** start **

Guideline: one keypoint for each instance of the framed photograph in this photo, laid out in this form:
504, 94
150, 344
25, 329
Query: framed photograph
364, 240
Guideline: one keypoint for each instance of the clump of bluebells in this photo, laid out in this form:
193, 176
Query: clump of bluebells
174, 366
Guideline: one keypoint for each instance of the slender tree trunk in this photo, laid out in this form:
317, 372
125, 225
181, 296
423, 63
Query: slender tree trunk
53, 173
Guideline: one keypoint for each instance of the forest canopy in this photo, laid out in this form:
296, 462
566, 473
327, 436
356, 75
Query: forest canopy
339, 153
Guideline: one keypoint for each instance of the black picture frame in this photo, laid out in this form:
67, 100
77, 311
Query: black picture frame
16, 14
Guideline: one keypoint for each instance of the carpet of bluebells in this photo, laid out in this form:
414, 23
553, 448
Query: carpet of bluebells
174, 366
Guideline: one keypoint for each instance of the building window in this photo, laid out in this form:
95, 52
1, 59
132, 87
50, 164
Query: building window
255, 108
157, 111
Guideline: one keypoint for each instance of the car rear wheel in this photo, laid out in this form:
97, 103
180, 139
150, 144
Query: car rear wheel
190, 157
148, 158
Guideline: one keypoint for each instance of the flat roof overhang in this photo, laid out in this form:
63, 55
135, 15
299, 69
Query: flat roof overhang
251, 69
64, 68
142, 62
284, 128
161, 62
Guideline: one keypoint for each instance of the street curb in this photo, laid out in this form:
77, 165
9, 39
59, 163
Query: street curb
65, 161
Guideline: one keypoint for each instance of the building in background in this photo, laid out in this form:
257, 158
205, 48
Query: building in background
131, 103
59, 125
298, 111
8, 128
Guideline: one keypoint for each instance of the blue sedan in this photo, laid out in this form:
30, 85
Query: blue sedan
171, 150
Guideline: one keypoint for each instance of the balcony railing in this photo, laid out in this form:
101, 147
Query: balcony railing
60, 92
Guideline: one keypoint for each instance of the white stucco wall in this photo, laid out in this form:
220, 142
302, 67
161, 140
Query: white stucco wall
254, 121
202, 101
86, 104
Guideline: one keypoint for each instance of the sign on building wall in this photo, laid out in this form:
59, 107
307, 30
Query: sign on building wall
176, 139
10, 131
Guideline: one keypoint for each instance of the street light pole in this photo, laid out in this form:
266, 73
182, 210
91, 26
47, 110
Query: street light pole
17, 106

** end **

Print the entries exactly. Include every one.

Guideline: one keypoint for each instance of the framed photograph in this photo, laid out in this form:
504, 94
150, 344
25, 329
Query: framed photograph
364, 240
Guideline: one keypoint for each instance of the clump of bluebells in this photo, laid out in this form:
193, 176
Query: clump of bluebells
174, 366
Guideline: one keypoint for each instance of the slender tree trunk in this photo, laid out in this form:
317, 372
125, 225
181, 296
423, 63
Query: slender tree trunk
53, 173
Guideline: one keypoint for each instance of the forest canopy in this photo, laid out in this form:
296, 462
566, 473
327, 436
356, 75
Query: forest canopy
339, 153
Guideline: one keypoint for each instance of the black picture frame in this photo, laid out in this form:
67, 100
77, 311
Query: black picture frame
16, 14
Guideline: one keypoint for each instance of the carpet of bluebells in this photo, laid out in this form:
414, 23
553, 448
Query: carpet of bluebells
174, 366
Guideline: one keypoint for each instance of the building window in this photo, laid out in this form:
95, 52
1, 59
132, 87
50, 164
Query: building window
255, 108
157, 111
Guideline: one keypoint for each instance of the car rear wheel in this photo, laid out in this form:
97, 103
180, 139
150, 144
Query: car rear wheel
190, 157
148, 158
Guideline: one keypoint for each instance of the flat roof overhang in this photo, laid out in this form:
63, 55
135, 15
299, 69
Query: flat roof overhang
251, 69
64, 68
142, 62
284, 128
161, 62
Guideline: one keypoint for each instance of the street curb in this photo, laid out in this form:
77, 165
9, 39
59, 163
Query: street curb
65, 161
Guideline: one keypoint for each instance of the building in background in this photo, laid out in this form:
257, 158
205, 48
Query: building in background
131, 103
59, 125
298, 111
8, 128
Guideline: one keypoint for each instance of the blue sedan in this photo, laid out in this form:
30, 85
Query: blue sedan
171, 150
Guideline: one keypoint for each instance of the balcony railing in this photo, laid out in this form:
101, 147
Query: balcony railing
60, 92
Guideline: one keypoint for each instance of the white stucco wall in this photo, laid out in this form:
220, 142
302, 67
161, 140
Query: white stucco wall
254, 121
202, 101
86, 104
Guideline: one keypoint for each instance of the sign on building wall in this photo, laid out in this form:
59, 107
307, 30
Query: sign on building wall
176, 139
10, 131
Guideline: one keypoint for each instance of the street light pole in this photo, laid out in this form:
266, 73
182, 210
91, 26
47, 110
Query: street light pole
17, 106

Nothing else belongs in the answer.